◆ **Opdracht**:
Beantwoord de volgende vragen over de beleidsregels:
1. Vanaf welke datum gelden ze?
2. Op welk artikel van de Participatiewet berusten ze?
3. Waar staat de afkorting UWV voor?

◆ **Te lezen tekst**:
· · · · ·

Beleidsregels individuele inkomenstoeslag Participatiewet Heemstede 2015

Geldend van 01-01-2015 t/m heden

Intitulé

Beleidsregels individuele inkomenstoeslag Participatiewet Heemstede 2015

Gelet op:

- artikel 36 van de Participatiewet

- de Verordening individuele inkomenstoeslag Participatiewet Heemstede 2015;

Hoofdstuk 1. Algemene bepalingen

Artikel 1. Begripsomschrijving

  • 1.

    In deze beleidsregels wordt verstaan onder:

    • a.

      Benadelingsbedrag: het bedrag zoals bedoeld in artikel 18a, tweede lid van de wet;

    • b.

      de wet: de Participatiewet;

    • c.

      de verordening: Verordening individuele inkomenstoeslag Participatiewet Heemstede 2015;

    • d.

      UWV: Uitvoeringsinstituut Werknemersverzekeringen.

  • 2.

    Begrippen die in deze beleidsregels worden gebruikt en niet nader zijn omschreven, hebben dezelfde betekenis als in de wet, dan wel bovengenoemde verordening.

· · · · ·

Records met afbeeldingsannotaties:
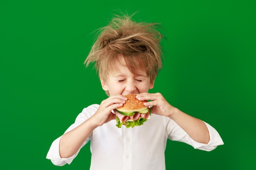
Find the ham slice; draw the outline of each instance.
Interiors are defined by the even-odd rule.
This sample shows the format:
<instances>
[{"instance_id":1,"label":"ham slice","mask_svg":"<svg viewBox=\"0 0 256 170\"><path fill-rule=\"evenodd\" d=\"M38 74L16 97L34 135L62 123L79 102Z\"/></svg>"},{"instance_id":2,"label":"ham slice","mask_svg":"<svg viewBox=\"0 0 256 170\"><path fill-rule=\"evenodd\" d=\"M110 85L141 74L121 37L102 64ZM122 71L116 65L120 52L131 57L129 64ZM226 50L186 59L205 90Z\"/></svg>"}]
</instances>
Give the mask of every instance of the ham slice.
<instances>
[{"instance_id":1,"label":"ham slice","mask_svg":"<svg viewBox=\"0 0 256 170\"><path fill-rule=\"evenodd\" d=\"M134 121L136 121L141 117L141 114L139 113L136 112L133 115L130 116L130 118L132 119Z\"/></svg>"},{"instance_id":2,"label":"ham slice","mask_svg":"<svg viewBox=\"0 0 256 170\"><path fill-rule=\"evenodd\" d=\"M115 110L114 111L117 116L118 117L122 122L126 122L130 118L130 116L129 116L123 115Z\"/></svg>"}]
</instances>

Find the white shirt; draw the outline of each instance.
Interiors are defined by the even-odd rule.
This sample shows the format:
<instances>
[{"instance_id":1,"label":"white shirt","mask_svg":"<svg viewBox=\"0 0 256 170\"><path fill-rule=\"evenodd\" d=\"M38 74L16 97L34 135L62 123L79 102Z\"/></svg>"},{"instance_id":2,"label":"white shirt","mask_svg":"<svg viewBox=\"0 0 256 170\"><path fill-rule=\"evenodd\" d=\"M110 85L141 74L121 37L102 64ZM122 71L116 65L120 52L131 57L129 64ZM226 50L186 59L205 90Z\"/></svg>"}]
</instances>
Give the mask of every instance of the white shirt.
<instances>
[{"instance_id":1,"label":"white shirt","mask_svg":"<svg viewBox=\"0 0 256 170\"><path fill-rule=\"evenodd\" d=\"M65 133L90 118L99 107L95 104L84 109ZM167 139L206 151L224 144L218 132L205 123L210 137L207 144L194 141L173 120L165 116L151 114L150 119L144 124L132 128L124 126L118 128L116 120L112 120L95 129L81 148L91 140L91 170L163 170L165 169L164 151ZM59 150L61 137L53 142L46 157L59 166L71 163L80 150L70 158L61 158Z\"/></svg>"}]
</instances>

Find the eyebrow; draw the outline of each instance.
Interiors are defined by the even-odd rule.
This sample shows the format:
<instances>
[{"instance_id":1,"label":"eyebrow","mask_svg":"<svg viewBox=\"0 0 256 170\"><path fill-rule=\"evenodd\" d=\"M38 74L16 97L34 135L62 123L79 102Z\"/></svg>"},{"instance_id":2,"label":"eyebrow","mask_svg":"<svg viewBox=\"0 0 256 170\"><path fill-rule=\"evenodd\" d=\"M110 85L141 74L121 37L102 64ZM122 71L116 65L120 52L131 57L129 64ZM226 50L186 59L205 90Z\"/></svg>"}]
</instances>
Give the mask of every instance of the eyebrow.
<instances>
[{"instance_id":1,"label":"eyebrow","mask_svg":"<svg viewBox=\"0 0 256 170\"><path fill-rule=\"evenodd\" d=\"M143 75L143 74L136 74L135 75L136 77L139 77L139 76L142 76L142 77L146 77L147 76L145 75ZM117 78L117 77L125 77L127 76L127 75L126 74L119 74L119 75L117 75L116 76L114 76L114 77Z\"/></svg>"}]
</instances>

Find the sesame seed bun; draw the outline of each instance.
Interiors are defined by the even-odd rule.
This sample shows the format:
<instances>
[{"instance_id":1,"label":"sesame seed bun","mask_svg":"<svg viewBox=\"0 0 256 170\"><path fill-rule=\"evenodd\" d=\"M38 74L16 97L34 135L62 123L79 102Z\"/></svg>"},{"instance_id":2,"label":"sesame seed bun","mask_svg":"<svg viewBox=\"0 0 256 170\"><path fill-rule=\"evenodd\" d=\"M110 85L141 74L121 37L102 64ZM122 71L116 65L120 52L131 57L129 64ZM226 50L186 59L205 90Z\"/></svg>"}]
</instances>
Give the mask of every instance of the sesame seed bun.
<instances>
[{"instance_id":1,"label":"sesame seed bun","mask_svg":"<svg viewBox=\"0 0 256 170\"><path fill-rule=\"evenodd\" d=\"M123 106L116 109L119 111L124 112L131 112L133 111L139 111L145 110L148 106L145 106L143 104L148 102L147 100L139 101L136 98L138 94L129 94L124 96L128 100Z\"/></svg>"}]
</instances>

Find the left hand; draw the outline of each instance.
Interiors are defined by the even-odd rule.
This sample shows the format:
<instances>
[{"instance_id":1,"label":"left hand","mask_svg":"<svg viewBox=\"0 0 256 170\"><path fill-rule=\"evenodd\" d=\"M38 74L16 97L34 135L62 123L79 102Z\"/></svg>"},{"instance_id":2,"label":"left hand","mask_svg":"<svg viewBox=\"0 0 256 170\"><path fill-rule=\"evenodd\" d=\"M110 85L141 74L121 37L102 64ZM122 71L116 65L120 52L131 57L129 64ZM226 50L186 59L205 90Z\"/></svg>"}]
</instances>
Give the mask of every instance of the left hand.
<instances>
[{"instance_id":1,"label":"left hand","mask_svg":"<svg viewBox=\"0 0 256 170\"><path fill-rule=\"evenodd\" d=\"M139 100L151 100L144 103L144 105L146 106L153 106L151 108L152 113L157 115L171 117L175 109L159 93L142 93L138 94L136 98Z\"/></svg>"}]
</instances>

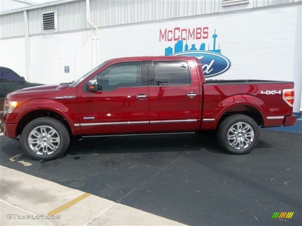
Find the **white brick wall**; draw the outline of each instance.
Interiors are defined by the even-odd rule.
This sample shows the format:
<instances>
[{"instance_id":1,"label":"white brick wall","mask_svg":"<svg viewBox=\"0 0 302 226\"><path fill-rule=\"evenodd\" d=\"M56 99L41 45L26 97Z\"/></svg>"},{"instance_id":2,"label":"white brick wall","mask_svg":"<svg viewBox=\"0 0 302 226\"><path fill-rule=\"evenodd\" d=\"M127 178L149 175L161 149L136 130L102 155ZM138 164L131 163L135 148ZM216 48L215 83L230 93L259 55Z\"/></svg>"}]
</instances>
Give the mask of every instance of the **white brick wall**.
<instances>
[{"instance_id":1,"label":"white brick wall","mask_svg":"<svg viewBox=\"0 0 302 226\"><path fill-rule=\"evenodd\" d=\"M176 42L160 42L161 29L208 27L208 39L189 40L188 44L196 44L198 49L204 41L206 50L209 44L211 48L216 29L217 47L220 44L222 54L232 64L226 72L211 78L294 81L294 111L298 111L302 83L301 17L300 5L103 28L99 30L99 63L116 57L164 55L165 48L174 49ZM73 80L88 71L92 67L91 34L87 31L31 37L32 75L29 79L58 83ZM23 41L15 39L0 42L1 64L21 74L25 74L25 64L21 55L15 57L20 58L18 61L14 56L16 46L24 48ZM70 66L69 74L64 73L64 65Z\"/></svg>"}]
</instances>

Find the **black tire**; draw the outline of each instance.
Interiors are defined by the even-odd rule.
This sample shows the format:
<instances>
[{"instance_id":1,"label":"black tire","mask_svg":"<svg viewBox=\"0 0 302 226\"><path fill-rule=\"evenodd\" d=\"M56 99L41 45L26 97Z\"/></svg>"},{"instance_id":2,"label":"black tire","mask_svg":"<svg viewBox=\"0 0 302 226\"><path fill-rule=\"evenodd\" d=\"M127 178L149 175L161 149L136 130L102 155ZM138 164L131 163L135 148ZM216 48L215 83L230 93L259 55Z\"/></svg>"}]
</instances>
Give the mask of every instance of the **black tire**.
<instances>
[{"instance_id":1,"label":"black tire","mask_svg":"<svg viewBox=\"0 0 302 226\"><path fill-rule=\"evenodd\" d=\"M35 129L37 129L36 131L37 131L36 135L31 133ZM41 135L39 135L39 133ZM30 134L30 139L36 142L31 145L29 143ZM44 140L45 143L42 143ZM21 141L24 152L32 158L51 160L57 158L65 152L70 140L68 130L61 121L53 118L42 117L34 119L26 125L22 131ZM39 149L36 152L32 149L37 149L37 147Z\"/></svg>"},{"instance_id":2,"label":"black tire","mask_svg":"<svg viewBox=\"0 0 302 226\"><path fill-rule=\"evenodd\" d=\"M243 127L244 130L241 129ZM243 155L254 149L259 141L260 133L258 125L250 117L233 115L225 119L219 125L217 138L220 145L228 152Z\"/></svg>"}]
</instances>

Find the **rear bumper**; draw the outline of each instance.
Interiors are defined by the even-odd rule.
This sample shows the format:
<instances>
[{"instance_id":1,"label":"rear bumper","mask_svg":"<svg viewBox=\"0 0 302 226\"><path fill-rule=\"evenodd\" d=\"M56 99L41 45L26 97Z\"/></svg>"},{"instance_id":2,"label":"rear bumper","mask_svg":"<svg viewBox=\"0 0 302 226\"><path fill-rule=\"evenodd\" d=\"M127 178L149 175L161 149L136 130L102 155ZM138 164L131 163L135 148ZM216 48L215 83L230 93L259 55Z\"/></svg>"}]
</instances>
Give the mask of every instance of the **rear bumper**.
<instances>
[{"instance_id":1,"label":"rear bumper","mask_svg":"<svg viewBox=\"0 0 302 226\"><path fill-rule=\"evenodd\" d=\"M297 115L292 115L286 116L284 117L283 121L283 125L284 126L292 126L295 124L297 121L298 116Z\"/></svg>"},{"instance_id":2,"label":"rear bumper","mask_svg":"<svg viewBox=\"0 0 302 226\"><path fill-rule=\"evenodd\" d=\"M6 124L3 122L1 122L1 132L8 137L16 138L16 130L17 127L17 124Z\"/></svg>"}]
</instances>

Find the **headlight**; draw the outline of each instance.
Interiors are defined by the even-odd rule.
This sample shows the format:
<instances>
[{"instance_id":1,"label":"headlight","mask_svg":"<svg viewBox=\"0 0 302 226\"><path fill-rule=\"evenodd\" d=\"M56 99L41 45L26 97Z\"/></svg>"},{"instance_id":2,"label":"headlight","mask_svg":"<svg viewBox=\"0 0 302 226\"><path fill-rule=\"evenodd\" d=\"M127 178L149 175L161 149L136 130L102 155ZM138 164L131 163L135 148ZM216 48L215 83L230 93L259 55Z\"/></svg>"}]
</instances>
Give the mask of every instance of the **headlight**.
<instances>
[{"instance_id":1,"label":"headlight","mask_svg":"<svg viewBox=\"0 0 302 226\"><path fill-rule=\"evenodd\" d=\"M18 102L17 101L11 101L5 100L4 102L4 109L3 111L4 115L7 113L10 114L18 106Z\"/></svg>"}]
</instances>

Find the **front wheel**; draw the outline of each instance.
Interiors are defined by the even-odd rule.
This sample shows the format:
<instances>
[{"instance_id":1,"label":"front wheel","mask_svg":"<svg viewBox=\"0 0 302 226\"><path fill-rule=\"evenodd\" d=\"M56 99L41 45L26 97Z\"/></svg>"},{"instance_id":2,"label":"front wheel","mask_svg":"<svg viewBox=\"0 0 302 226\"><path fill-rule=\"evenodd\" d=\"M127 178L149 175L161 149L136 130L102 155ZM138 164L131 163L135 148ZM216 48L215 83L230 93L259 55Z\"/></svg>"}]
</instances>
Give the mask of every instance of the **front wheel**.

· · · · ·

◆ **Het antwoord**:
1. 01-01-2015
2. Artikel 36
3. Uitvoeringsinstituut Werknemersverzekeringen